╔══

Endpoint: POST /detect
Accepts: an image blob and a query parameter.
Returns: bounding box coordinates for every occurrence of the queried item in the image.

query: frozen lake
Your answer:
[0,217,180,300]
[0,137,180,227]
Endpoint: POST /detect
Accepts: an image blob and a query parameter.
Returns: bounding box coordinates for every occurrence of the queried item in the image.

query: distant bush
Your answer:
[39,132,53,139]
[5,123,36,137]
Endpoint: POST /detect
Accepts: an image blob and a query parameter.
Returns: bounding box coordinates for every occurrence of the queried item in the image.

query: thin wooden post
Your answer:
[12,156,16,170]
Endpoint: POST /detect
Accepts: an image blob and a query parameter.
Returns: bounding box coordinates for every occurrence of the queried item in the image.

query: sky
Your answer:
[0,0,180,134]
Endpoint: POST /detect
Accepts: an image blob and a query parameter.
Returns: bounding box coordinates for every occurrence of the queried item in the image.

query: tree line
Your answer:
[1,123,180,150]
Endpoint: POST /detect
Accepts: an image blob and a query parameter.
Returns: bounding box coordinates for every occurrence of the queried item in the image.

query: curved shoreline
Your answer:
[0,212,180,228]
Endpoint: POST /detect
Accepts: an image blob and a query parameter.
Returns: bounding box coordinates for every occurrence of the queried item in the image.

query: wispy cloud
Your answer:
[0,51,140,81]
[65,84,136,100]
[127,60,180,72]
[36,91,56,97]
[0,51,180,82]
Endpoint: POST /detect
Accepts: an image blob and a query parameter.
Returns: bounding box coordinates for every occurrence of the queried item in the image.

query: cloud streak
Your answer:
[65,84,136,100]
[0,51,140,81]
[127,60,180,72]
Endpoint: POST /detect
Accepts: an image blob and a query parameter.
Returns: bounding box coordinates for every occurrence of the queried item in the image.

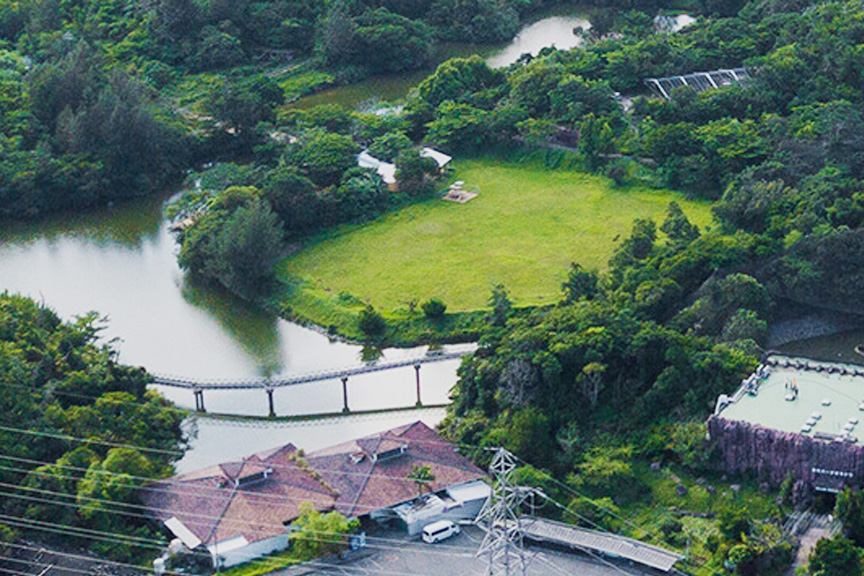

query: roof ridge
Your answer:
[203,482,238,545]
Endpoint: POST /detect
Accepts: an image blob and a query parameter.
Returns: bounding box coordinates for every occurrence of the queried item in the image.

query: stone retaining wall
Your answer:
[708,416,864,494]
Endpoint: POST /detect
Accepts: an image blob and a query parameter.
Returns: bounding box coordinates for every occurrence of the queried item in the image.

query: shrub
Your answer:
[357,306,387,336]
[421,298,447,320]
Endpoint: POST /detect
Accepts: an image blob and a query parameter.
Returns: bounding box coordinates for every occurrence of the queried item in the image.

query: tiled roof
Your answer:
[143,422,485,545]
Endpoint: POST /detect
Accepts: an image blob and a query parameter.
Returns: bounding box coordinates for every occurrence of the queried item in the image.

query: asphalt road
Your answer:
[286,526,656,576]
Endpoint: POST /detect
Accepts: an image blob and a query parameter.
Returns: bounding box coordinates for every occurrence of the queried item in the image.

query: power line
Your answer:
[0,492,473,552]
[0,426,183,456]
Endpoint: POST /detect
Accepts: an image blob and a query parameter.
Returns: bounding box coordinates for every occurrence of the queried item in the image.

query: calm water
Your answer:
[294,11,590,108]
[0,198,466,415]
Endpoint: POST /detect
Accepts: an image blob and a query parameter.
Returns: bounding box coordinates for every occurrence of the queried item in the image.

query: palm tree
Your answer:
[408,464,435,498]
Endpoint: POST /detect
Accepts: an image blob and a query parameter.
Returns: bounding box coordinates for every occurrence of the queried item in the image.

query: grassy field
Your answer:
[279,158,711,338]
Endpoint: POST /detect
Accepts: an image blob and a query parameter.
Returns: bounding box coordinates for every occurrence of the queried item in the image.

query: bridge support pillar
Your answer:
[194,388,207,412]
[414,364,423,408]
[265,387,276,418]
[342,376,351,413]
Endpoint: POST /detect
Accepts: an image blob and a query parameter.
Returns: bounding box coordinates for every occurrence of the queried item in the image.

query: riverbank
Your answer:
[271,152,712,345]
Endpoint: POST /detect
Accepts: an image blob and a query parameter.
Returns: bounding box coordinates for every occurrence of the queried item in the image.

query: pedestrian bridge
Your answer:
[152,344,477,416]
[522,516,684,572]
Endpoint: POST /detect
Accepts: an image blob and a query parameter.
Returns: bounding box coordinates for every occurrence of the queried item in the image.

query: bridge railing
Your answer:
[152,344,477,390]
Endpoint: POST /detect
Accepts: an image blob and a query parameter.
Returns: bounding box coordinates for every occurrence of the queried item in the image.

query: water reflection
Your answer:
[292,12,591,108]
[0,198,470,415]
[486,15,591,68]
[181,276,284,376]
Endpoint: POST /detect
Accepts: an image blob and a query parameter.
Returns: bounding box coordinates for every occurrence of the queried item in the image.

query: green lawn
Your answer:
[279,158,711,325]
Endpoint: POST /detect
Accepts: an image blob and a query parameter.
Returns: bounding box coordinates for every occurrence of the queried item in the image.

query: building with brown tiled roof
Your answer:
[143,422,485,567]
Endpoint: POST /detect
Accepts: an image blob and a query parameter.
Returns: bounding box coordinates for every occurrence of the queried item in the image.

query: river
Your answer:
[0,13,696,469]
[294,8,591,108]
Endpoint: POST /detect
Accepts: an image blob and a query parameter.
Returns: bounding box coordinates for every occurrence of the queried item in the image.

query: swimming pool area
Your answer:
[717,355,864,444]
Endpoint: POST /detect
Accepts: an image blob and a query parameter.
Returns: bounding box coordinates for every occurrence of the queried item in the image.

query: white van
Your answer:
[423,520,462,544]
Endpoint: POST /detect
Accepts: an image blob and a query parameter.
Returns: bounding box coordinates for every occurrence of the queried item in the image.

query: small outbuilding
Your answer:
[357,150,396,188]
[420,147,453,172]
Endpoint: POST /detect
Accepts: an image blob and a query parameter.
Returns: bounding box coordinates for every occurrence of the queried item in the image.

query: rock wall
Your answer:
[708,416,864,492]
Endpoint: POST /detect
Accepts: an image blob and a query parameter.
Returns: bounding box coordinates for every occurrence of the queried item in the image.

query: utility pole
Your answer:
[475,448,527,576]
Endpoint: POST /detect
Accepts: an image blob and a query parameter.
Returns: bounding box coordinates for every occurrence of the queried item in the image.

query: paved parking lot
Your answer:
[283,526,656,576]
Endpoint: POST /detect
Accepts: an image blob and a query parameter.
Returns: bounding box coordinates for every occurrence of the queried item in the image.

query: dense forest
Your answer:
[0,0,576,218]
[0,293,185,561]
[0,0,864,575]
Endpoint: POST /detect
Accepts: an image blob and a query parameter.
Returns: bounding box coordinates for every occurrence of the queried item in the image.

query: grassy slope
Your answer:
[279,158,711,338]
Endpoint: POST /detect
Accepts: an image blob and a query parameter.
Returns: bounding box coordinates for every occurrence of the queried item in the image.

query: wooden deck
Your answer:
[522,518,684,572]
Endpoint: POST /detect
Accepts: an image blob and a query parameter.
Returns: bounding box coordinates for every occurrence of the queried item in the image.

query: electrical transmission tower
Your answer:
[476,448,530,576]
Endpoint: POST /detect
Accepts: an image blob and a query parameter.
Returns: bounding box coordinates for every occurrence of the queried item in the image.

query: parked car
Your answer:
[423,520,462,544]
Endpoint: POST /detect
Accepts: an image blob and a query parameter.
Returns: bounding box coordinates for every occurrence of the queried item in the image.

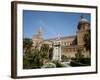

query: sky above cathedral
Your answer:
[23,10,91,39]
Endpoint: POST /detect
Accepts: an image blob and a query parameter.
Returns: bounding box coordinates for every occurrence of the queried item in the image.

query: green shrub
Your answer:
[52,60,65,67]
[42,62,56,68]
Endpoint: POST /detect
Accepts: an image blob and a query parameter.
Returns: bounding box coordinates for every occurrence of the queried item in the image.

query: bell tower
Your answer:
[77,15,90,45]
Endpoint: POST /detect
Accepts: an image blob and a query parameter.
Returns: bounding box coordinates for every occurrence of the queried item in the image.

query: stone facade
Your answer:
[32,17,90,58]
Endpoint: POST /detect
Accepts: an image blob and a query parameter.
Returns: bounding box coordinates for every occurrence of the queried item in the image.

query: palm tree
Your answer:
[83,30,91,51]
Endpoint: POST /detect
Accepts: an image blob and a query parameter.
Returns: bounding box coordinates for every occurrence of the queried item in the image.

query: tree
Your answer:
[83,30,91,51]
[23,38,33,53]
[75,49,84,62]
[23,44,49,69]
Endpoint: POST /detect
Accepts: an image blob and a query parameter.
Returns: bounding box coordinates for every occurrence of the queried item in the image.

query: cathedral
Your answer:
[32,16,90,58]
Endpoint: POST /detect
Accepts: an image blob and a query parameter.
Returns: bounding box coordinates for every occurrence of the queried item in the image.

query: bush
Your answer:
[42,62,56,68]
[70,58,91,66]
[61,55,68,62]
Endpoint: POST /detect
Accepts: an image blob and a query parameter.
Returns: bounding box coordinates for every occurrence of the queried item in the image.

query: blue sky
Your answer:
[23,10,91,39]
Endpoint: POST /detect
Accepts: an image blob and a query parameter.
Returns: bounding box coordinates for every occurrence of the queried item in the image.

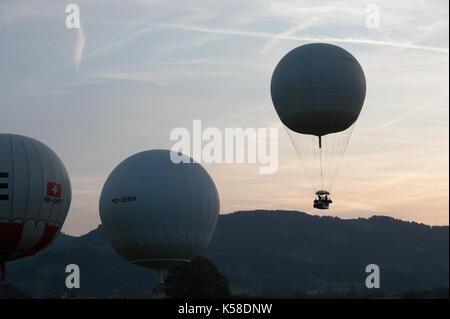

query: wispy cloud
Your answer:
[152,23,449,54]
[73,27,86,71]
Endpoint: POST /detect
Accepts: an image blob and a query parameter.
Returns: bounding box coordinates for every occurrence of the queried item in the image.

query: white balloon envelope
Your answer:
[0,134,72,279]
[99,150,220,270]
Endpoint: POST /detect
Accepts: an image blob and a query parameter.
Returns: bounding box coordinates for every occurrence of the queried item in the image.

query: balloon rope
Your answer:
[319,144,324,189]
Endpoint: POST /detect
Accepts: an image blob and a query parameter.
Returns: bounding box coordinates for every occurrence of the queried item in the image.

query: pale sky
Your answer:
[0,0,449,235]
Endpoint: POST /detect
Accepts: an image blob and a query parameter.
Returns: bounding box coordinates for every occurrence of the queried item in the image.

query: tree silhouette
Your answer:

╚══

> DIRECTIONS
Identify each line in the data above that contains the word "tiled", and copy those lines.

> WORKED ANSWER
query: tiled roof
query: building with brown tiled roof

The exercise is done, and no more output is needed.